Excerpted data:
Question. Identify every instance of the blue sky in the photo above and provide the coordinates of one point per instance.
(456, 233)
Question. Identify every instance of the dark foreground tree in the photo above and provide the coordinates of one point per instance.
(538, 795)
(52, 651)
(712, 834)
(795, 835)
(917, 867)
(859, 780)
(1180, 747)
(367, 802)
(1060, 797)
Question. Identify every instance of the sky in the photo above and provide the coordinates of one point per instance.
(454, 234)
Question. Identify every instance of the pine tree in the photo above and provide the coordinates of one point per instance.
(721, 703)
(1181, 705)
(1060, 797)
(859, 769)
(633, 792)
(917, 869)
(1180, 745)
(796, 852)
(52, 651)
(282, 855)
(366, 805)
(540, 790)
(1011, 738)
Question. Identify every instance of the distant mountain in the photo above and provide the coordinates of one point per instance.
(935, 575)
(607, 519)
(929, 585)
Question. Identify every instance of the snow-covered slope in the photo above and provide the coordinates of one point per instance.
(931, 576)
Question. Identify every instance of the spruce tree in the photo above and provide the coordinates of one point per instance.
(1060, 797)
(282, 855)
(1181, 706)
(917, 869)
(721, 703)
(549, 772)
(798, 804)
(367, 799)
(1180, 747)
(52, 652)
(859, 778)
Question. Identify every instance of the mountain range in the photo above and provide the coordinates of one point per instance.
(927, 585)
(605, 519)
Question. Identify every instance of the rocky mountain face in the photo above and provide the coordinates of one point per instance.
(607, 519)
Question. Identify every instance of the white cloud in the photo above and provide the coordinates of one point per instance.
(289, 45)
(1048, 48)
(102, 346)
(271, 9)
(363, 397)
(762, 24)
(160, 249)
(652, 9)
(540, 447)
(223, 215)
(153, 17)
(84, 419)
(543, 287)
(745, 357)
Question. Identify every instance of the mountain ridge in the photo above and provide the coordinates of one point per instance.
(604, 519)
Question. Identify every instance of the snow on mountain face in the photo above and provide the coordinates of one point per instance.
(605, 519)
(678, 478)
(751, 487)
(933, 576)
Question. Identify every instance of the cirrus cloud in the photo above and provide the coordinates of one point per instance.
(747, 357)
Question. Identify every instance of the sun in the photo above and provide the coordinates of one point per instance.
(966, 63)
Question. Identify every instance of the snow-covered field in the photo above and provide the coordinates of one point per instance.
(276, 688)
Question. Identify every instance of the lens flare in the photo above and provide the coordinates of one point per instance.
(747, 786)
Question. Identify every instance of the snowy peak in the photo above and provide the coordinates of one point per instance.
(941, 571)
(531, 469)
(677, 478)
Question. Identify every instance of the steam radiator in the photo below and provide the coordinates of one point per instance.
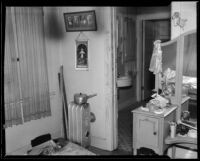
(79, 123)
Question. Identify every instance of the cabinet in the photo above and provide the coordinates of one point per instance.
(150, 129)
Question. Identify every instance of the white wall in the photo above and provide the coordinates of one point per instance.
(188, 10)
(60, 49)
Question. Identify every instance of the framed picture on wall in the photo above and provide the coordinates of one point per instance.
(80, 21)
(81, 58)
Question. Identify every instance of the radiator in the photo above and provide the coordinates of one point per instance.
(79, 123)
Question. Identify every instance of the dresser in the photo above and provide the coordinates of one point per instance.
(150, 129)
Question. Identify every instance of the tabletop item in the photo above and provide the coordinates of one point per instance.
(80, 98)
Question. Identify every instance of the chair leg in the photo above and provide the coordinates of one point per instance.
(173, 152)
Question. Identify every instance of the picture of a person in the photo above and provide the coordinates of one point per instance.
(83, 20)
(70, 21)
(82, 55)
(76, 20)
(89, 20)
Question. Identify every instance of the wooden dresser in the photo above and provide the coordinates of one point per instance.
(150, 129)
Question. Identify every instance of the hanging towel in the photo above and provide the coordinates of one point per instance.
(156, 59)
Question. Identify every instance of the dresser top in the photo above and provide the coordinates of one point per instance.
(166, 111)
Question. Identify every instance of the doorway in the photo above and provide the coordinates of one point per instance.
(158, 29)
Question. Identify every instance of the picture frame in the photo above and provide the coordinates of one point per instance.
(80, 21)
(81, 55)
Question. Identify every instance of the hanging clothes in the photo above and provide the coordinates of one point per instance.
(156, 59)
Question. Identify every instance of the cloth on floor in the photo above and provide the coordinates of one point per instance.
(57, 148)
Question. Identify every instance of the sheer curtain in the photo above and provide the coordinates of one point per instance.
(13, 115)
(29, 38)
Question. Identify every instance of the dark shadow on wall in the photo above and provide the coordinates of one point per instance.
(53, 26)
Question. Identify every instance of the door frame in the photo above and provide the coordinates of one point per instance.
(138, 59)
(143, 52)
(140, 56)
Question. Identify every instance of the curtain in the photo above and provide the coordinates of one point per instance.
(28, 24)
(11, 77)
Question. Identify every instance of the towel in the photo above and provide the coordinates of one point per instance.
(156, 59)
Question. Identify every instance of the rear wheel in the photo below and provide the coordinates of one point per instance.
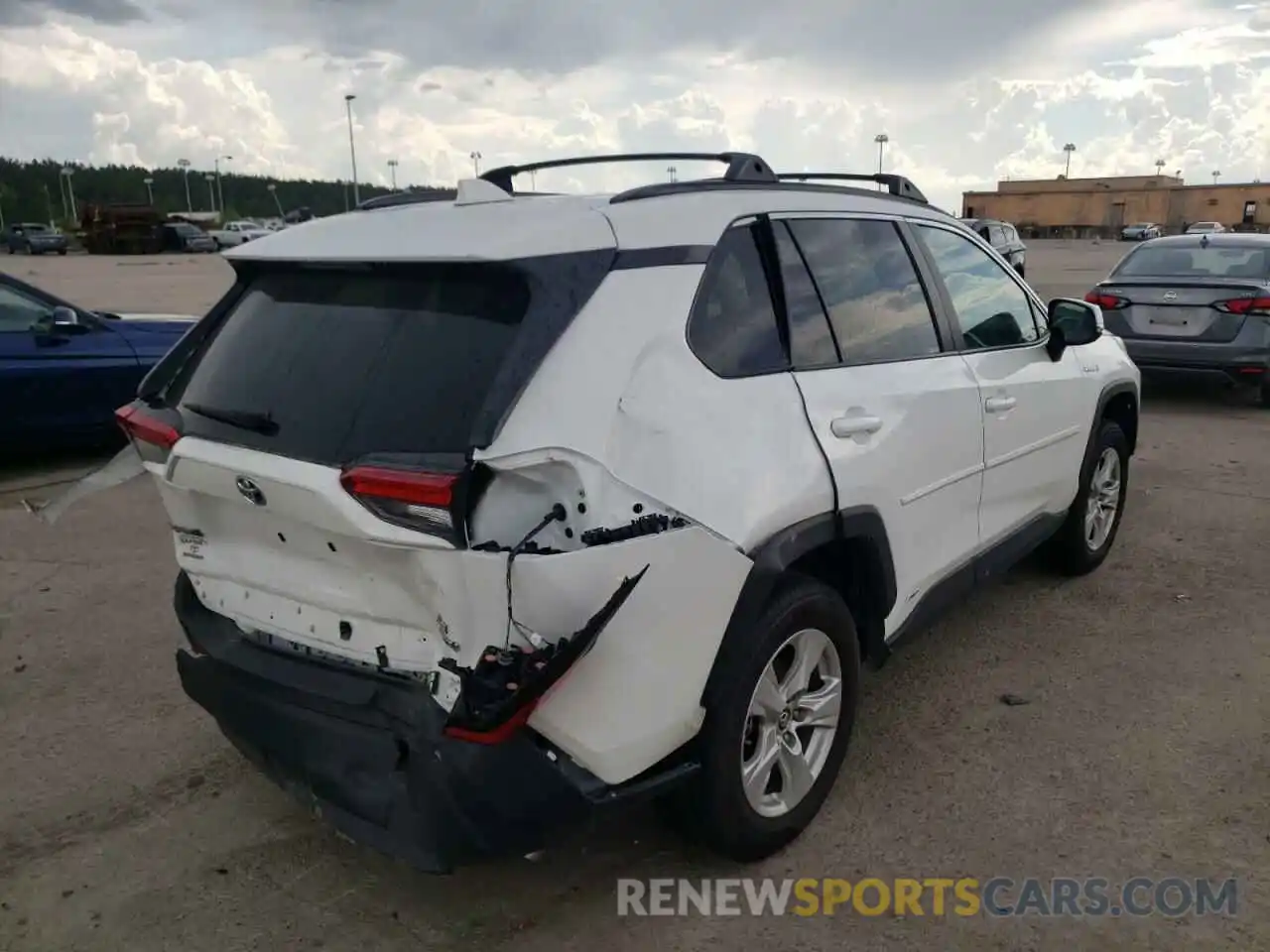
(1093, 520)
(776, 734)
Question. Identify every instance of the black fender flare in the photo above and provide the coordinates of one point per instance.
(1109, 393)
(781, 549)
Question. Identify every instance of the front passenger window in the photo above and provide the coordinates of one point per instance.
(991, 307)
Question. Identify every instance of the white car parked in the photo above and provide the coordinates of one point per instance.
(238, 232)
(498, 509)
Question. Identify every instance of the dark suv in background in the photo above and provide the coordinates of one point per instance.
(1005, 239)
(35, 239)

What you should do: Reproduce the entire material above, substituting "image" for every occurrence of "photo" and leaving all else unchanged. Omit the pictures from your output.

Solution for this problem:
Question. Identify every instance of the blue sky in the image above and provide the coordinates of one point per instance.
(456, 233)
Question. Identify every instance of the dark foreground tree in the image above and provide the coordinates of one point per instance.
(538, 795)
(52, 651)
(712, 834)
(795, 835)
(917, 867)
(859, 780)
(1180, 747)
(367, 802)
(1060, 797)
Question. Identify every instance of the sky in the image above and provide the coordinates of one point per instance.
(454, 234)
Question. Identify every instance of the pine tree in the image above and provide the coordinates of one point per instance.
(721, 703)
(1181, 705)
(1060, 797)
(859, 769)
(633, 792)
(917, 869)
(1180, 745)
(796, 852)
(52, 651)
(282, 855)
(366, 805)
(540, 790)
(1011, 738)
Question. Identify every instance of the distant mountain in the image above and provide the coordinates of one point per instance.
(935, 575)
(607, 519)
(929, 585)
Question. Identify every instance of the snow-covered slope in the image above and provide the coordinates of one point per instance.
(931, 576)
Question. Identify every instance of the spruce tree in the image above and provide the coordinates of one point per instance.
(1060, 797)
(282, 855)
(1181, 706)
(917, 869)
(721, 703)
(549, 772)
(798, 804)
(367, 799)
(1180, 747)
(52, 652)
(859, 778)
Question. Identify every instance of the mountain range in the image above and provide the coordinates of one point per instance.
(927, 585)
(605, 519)
Question. Identify every instance of the rocky mountain face in the image above and provide the coordinates of one point per instance.
(607, 519)
Question. Identify every instance of the white cloud in the image above and provide the coordinates of one point per instance.
(289, 45)
(1048, 48)
(102, 346)
(271, 9)
(363, 397)
(762, 24)
(160, 249)
(652, 9)
(540, 447)
(223, 215)
(153, 17)
(84, 419)
(543, 287)
(745, 357)
Question. Identify every instance of the mountain ridge in the image above and provide the coordinates of one point per instance.
(604, 519)
Question. Identify every instance of the snow on mountain face in the image above and provide the coordinates of one point per instance.
(605, 519)
(678, 478)
(751, 487)
(933, 576)
Question. Identify every instance of the cirrus cloud in the image above and provide the coordinates of one point per instance.
(747, 357)
Question. Identify every instance of the sun in the image above and provide the coordinates of one point per instance.
(966, 63)
Question. Identify every instance of the snow-covered field in the image above and provide the coordinates of one point per instance.
(276, 688)
Question. Identify every instance of the lens flare in the image above and provide the coordinates of one point per instance.
(747, 786)
Question. Identify every instance of the snowy peak in the image above and provide the coordinates of one point per instance.
(941, 571)
(531, 469)
(677, 478)
Question. Identify every instance of the steam radiator in the image below and provide the coordinates of one point per instance.
(79, 123)
Question. Identify every instance of the cabinet in the image above and provide the coordinates of one point per instance.
(150, 129)
Question. Identify every instance of the white wall in the image above and provide the coordinates of one point per instance.
(188, 10)
(60, 49)
Question. Identify every instance of the framed picture on wall in the image above and provide the coordinates of one point per instance.
(80, 21)
(81, 58)
Question. Identify every instance of the radiator in the image above and provide the coordinates of one point per instance.
(79, 123)
Question. Identify every instance of the dresser in the image above and provide the coordinates of one point per instance.
(150, 129)
Question. Identify every instance of the tabletop item in the image above and provide the coordinates of one point per instance.
(80, 98)
Question. Identify every instance of the chair leg in the image above and provide the coordinates of one point per instance.
(173, 152)
Question. Identify every instance of the picture of a person in the image above and provide the coordinates of one point per instance.
(83, 20)
(70, 21)
(82, 55)
(76, 20)
(89, 20)
Question. Identify every instance of the wooden dresser in the image above and provide the coordinates of one point per instance.
(150, 129)
Question. Identify every instance of the hanging towel in the image above and provide the coordinates of one point per instance.
(156, 59)
Question. Identify every instance of the dresser top in the image above and provide the coordinates of one point per instance.
(166, 111)
Question. Identify every instance of the doorway in the image above and provide the coordinates of one point per instance.
(158, 29)
Question. Identify every instance of the picture frame in the image above and provide the coordinates of one point per instance.
(80, 21)
(81, 55)
Question. Identify every instance of the hanging clothes in the image above and provide the coordinates of one point per instance.
(156, 59)
Question. Identify every instance of the cloth on floor in the image above and provide the coordinates of one point per instance.
(57, 148)
Question. Identify every instance of the sheer curtain in the image above and provide the coordinates of one point per instance.
(13, 115)
(29, 38)
Question. Identify every instance of the dark shadow on wall in the image above and provide the coordinates of one point per instance.
(53, 26)
Question. Identify every instance of the door frame in the image above and provide the coordinates of one point per instance.
(138, 59)
(143, 52)
(140, 56)
Question. Identify every instance of the curtain in the image above and provide the coordinates of one point per instance.
(28, 24)
(11, 77)
Question. Identify every instance of the towel in the image above and provide the coordinates of one point per instance.
(156, 59)
Question. Identify every instance of the rear wheel in the image below and provide the coordinates of one point per instance.
(1093, 520)
(776, 734)
Question. Identify every instance of the black fender flare in the image above and provide the coordinates of one point per instance.
(1109, 393)
(781, 549)
Question. Identify every instance of the front passenger window in the image above and provide the coordinates of one point per instance.
(991, 307)
Question. Identify every instance of the white car parked in the image above and provide the coordinates of one point per instance.
(238, 232)
(498, 509)
Question. Identify every instance of the dark suv in background in the image above and provide the coordinates of one point per instance.
(1005, 239)
(35, 239)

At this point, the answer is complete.